Requirement
Omit the images. Reproduce each line of the records exactly as it appears.
=== Section Start ===
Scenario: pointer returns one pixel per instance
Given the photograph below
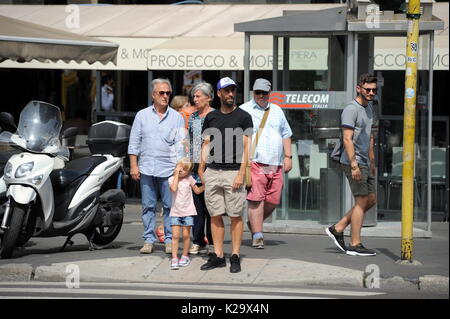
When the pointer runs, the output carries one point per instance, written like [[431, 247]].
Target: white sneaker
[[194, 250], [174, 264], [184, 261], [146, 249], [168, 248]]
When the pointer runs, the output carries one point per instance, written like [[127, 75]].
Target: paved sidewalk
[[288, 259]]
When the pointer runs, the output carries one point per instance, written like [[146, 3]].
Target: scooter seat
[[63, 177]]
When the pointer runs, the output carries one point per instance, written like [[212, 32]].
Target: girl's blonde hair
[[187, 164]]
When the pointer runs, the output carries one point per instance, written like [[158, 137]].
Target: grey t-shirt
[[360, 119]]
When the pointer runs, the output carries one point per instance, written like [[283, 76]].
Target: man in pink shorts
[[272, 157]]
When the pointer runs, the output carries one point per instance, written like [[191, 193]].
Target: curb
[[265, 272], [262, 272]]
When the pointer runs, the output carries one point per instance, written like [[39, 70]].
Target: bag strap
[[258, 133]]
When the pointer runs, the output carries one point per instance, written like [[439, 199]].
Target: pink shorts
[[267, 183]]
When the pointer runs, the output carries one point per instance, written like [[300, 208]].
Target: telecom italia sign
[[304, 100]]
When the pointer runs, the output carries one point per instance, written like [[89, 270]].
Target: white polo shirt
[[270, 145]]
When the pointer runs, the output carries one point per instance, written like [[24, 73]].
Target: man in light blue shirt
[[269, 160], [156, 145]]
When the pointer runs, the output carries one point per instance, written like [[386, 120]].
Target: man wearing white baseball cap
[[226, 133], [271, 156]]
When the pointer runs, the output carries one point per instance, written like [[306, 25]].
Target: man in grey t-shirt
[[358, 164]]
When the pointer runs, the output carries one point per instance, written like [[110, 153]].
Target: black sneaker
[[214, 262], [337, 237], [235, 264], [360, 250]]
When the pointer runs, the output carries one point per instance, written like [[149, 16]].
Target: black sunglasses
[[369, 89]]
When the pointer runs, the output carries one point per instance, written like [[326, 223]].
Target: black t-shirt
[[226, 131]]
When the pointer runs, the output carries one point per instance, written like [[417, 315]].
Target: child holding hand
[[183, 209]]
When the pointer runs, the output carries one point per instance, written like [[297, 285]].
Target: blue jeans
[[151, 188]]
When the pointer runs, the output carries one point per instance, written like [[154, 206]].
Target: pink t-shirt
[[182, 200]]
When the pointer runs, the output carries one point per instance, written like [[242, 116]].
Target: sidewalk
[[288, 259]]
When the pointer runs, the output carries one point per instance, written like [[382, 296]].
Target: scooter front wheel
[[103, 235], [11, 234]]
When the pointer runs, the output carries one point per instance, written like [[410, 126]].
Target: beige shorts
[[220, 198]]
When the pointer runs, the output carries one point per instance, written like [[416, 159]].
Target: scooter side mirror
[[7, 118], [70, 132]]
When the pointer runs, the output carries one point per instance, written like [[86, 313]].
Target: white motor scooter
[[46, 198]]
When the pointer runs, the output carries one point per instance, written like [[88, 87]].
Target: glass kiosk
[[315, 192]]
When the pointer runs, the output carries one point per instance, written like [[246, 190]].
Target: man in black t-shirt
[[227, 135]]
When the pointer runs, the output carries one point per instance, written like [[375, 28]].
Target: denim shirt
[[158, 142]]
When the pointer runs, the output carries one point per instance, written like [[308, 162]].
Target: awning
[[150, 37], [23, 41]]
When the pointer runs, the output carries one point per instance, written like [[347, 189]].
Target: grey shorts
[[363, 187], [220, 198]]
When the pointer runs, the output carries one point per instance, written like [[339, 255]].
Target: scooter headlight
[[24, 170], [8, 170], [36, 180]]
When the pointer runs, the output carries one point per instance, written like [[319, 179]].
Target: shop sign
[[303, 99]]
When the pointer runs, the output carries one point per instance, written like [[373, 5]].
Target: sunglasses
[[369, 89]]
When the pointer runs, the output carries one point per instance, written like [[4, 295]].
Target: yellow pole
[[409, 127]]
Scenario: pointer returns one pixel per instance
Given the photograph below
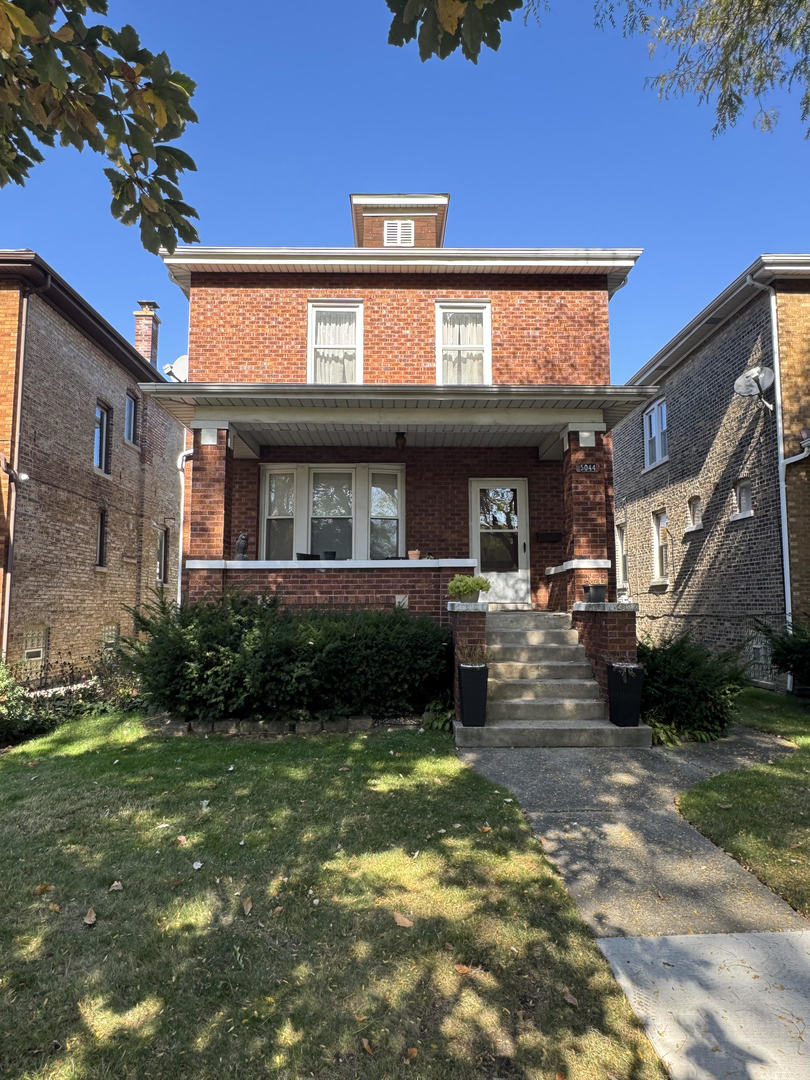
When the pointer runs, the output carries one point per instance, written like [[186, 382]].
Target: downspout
=== Section End ===
Exercise result
Scenario: pointer returns one pixel per instance
Given the photograph below
When the pointer runs, the output carries one point per instance, written like [[431, 247]].
Target: white sneaker
[[194, 250], [174, 264], [184, 261], [146, 249], [168, 248]]
When the pointer runs, the output carries one point per instance, written like [[127, 75]].
Target: paved sidewalk
[[288, 259]]
When the pointer runs, the output carries one point per instance, written like [[146, 3]].
Target: scooter seat
[[63, 177]]
When the pointer runs, the output carries one point per instance, written like [[212, 32]].
Target: girl's blonde hair
[[187, 164]]
When the pointer runs, the output carries one point per instance, written like [[158, 137]].
Target: grey t-shirt
[[360, 119]]
When the pointer runs, the output carries one point per instance, written like [[283, 76]].
Target: man in pink shorts
[[272, 157]]
When the pointer runs, the output carries one point per instance, written like [[191, 193]].
Target: curb
[[265, 272], [262, 272]]
When the pointer runs, the output carries one point per instance, written like [[39, 70]].
Target: bag strap
[[258, 133]]
When the pointer runs, the output carries one point per instance, written like [[439, 199]].
Target: pink shorts
[[267, 183]]
When the pointer runs, the output carries one point per instance, written like [[300, 208]].
Target: telecom italia sign
[[304, 100]]
When the pointer runs, the output carries one point per instance, written like [[89, 270]].
Target: white polo shirt
[[270, 145]]
When the pointer runs, the output carries one point per instance, written like [[24, 73]].
Target: man in light blue shirt
[[269, 160], [156, 145]]
When the pointer runs, the output carries one point per instance, written like [[386, 120]].
Target: man wearing white baseball cap
[[226, 133], [271, 156]]
When the pointer runs, the output carries one point per instance, written like [[306, 25]].
Target: man in grey t-shirt
[[358, 164]]
When the pointer runs, the output carries one point per instance, written like [[110, 153]].
Target: black sneaker
[[214, 262], [337, 237], [235, 264], [360, 250]]
When the pointer runs, the output carries one point per instance, written like [[149, 16]].
Target: black sunglasses
[[369, 89]]
When the pointer runs, the output carries one point per instance, written like [[326, 223]].
Target: black t-shirt
[[226, 131]]
When the pointer runs, the output carries one point per instance, written like [[417, 315]].
Target: child holding hand
[[183, 209]]
When the pointer runs, the output carries one point per instance, written like [[297, 285]].
Target: blue jeans
[[151, 188]]
When the pointer runs, the output carries one point per instance, written like [[154, 206]].
Target: pink t-shirt
[[182, 200]]
When the pointer runs, the output carries one point per instance, written like [[242, 116]].
Target: sidewalk
[[288, 259]]
When the pointer runs, the output carries one point per instance, written like [[382, 296]].
Target: scooter front wheel
[[103, 235], [11, 234]]
When the pointer runs, the output carries one point per instance, written like [[410, 126]].
Target: beige shorts
[[220, 198]]
When the pointer runs, the output carries one point per instance, written like [[416, 159]].
Target: scooter side mirror
[[7, 118], [70, 132]]
When the pointer runs, the output carries one point per instance, written like [[86, 313]].
Target: white motor scooter
[[46, 198]]
When the pointer runs, the output carries one point per instance, written like [[88, 87]].
Target: glass kiosk
[[315, 192]]
When the pointer runs, the output carries one point per instance, written like [[246, 190]].
Target: man in black t-shirt
[[227, 135]]
When the pointer runs, the output carries one point per instance, written like [[375, 28]].
Target: denim shirt
[[158, 142]]
When the pointer runs, the output carries one point per instance, written like [[308, 162]].
Target: awning
[[150, 37], [23, 41]]
When the pointer runs, the output carries one point per instance, written like [[347, 189]].
Target: grey shorts
[[363, 187], [220, 198]]
When the pointer runs, the output carries one point per instance, written like [[339, 255]].
Target: scooter headlight
[[24, 170], [8, 170], [36, 180]]
When the pointer runs, the output carries one point per instance, written like [[319, 179]].
Target: shop sign
[[303, 99]]
When the pointer runs, the output carries one point per instance, written like [[373, 5]].
Target: sunglasses
[[369, 89]]
When the pointer runs, the output carries one point per instance, written like [[4, 295]].
Target: yellow pole
[[409, 127]]
Scenario: pointer returns one pixel per instance
Given the photograph below
When the pointer runs, the output carries one point per instance, written like [[186, 382]].
Target: downspout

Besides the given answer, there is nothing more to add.